• _Task_:
Single out the lines of the material that contain "side" and copy them.

....

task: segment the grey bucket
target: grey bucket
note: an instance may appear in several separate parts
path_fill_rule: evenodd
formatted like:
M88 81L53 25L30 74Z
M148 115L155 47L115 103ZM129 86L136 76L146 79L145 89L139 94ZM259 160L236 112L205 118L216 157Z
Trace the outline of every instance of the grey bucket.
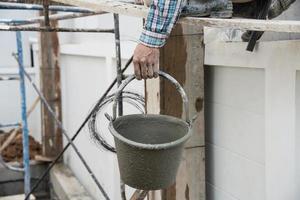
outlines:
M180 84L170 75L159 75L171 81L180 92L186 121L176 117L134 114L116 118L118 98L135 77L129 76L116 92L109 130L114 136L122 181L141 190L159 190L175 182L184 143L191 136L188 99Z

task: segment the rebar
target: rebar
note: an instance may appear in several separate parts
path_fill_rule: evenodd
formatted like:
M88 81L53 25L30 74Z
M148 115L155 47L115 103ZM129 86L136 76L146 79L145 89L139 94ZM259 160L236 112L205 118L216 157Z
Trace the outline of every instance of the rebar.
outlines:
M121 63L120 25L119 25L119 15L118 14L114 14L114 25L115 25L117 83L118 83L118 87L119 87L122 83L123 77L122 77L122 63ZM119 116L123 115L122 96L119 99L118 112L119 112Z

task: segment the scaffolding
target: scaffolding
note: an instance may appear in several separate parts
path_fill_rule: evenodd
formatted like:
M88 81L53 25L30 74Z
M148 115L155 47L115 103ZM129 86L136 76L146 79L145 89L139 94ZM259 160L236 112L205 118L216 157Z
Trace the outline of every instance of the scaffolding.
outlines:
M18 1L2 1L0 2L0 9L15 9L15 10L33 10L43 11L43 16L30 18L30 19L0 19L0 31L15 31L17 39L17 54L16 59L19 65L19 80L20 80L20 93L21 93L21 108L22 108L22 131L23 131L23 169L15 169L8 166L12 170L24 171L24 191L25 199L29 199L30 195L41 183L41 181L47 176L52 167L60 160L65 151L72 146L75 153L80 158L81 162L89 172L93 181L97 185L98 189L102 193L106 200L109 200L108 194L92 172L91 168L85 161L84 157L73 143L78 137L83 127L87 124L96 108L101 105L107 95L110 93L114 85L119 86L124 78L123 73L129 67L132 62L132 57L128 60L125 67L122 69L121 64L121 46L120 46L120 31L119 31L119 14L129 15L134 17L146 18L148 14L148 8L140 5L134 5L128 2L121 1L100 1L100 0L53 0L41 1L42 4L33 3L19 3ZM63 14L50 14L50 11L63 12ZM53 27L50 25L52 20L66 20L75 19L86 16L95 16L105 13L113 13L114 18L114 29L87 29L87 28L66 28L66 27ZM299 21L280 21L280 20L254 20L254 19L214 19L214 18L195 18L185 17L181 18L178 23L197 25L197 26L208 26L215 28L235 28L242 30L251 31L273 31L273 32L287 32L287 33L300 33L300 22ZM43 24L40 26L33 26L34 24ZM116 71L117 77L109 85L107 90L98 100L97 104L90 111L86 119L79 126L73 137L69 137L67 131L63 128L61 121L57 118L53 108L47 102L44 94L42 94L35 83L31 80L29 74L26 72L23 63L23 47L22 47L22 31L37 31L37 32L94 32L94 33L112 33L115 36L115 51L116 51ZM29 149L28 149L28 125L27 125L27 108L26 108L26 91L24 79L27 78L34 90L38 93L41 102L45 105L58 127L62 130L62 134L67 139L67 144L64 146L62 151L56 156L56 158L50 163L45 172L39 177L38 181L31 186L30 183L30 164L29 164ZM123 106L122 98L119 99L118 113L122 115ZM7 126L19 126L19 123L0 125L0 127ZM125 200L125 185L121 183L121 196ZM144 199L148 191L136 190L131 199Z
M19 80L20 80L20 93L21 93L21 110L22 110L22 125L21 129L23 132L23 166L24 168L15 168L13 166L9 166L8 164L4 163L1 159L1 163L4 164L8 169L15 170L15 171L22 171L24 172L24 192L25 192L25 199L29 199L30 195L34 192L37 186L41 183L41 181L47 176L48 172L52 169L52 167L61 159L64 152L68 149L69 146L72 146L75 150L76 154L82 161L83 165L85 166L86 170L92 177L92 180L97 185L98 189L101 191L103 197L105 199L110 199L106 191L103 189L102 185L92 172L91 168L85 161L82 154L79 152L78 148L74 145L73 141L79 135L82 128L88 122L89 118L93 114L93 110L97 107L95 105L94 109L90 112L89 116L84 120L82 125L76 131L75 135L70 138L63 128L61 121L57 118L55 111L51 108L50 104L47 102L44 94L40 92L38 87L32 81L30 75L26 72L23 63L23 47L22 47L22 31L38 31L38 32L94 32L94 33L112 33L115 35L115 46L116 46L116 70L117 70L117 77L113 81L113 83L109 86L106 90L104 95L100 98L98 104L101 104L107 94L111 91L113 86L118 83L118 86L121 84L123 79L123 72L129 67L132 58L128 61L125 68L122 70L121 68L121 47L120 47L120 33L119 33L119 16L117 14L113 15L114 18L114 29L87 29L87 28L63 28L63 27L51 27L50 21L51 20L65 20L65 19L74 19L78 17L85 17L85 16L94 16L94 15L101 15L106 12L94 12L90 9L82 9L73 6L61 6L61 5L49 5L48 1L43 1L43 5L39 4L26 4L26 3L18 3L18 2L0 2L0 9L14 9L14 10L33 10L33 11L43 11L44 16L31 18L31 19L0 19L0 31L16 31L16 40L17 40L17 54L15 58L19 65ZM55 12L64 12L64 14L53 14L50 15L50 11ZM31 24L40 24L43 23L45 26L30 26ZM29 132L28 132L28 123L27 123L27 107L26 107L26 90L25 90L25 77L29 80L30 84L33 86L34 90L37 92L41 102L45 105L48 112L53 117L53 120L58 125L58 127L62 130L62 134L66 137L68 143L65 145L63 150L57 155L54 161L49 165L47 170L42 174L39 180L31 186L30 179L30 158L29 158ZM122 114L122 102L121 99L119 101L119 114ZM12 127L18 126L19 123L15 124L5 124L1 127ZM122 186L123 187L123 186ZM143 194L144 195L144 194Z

....

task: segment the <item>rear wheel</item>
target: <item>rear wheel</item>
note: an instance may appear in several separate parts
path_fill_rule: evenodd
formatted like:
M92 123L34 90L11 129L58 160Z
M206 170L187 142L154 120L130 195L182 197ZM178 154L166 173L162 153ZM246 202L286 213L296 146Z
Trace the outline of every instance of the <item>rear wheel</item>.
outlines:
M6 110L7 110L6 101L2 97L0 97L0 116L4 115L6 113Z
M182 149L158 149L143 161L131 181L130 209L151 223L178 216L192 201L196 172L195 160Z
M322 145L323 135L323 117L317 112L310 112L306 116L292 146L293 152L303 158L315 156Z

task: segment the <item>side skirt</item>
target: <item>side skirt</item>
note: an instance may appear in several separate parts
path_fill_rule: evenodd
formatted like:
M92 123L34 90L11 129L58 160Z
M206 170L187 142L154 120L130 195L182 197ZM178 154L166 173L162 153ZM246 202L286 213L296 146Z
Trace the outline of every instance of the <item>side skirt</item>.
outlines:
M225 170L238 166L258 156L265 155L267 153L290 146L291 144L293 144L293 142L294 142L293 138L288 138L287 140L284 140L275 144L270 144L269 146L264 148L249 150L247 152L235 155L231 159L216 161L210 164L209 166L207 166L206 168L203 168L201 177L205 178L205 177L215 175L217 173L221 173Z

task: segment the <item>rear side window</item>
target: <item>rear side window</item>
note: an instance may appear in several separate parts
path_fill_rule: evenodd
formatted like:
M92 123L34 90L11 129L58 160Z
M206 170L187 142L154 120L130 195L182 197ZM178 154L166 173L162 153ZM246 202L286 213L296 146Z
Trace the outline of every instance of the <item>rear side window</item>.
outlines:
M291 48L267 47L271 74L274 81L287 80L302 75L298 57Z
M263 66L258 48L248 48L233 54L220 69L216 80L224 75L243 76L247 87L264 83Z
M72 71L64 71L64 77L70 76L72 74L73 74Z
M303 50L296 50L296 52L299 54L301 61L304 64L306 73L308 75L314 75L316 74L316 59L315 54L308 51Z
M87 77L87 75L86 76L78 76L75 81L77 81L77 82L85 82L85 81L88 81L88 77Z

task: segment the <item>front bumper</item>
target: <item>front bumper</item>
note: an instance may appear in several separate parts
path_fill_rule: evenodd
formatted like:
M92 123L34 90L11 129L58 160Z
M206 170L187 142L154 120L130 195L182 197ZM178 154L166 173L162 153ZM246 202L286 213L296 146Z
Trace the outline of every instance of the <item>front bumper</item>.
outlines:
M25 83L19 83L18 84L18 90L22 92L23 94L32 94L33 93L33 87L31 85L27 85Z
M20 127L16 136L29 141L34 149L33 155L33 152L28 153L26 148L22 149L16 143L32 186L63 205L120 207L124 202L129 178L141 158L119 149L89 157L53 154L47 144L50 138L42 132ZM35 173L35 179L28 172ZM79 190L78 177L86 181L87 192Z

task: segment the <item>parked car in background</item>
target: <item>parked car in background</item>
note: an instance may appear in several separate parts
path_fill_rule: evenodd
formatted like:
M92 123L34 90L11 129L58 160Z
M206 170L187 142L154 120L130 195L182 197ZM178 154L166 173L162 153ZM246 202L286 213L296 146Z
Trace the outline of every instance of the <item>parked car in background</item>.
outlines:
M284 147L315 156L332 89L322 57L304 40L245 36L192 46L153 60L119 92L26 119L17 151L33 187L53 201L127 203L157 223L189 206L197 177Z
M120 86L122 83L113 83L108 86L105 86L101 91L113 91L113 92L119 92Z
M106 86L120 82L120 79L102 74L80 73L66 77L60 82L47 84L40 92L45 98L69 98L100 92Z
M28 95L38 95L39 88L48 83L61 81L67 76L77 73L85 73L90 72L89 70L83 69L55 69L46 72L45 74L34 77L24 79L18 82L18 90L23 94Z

....

• _Answer section_:
task: segment the <item>side skirt</item>
target: <item>side skirt</item>
Trace the outline of every instance of the <item>side skirt</item>.
task: segment the <item>rear side window</item>
target: <item>rear side window</item>
Trace the outline of every instance of the <item>rear side window</item>.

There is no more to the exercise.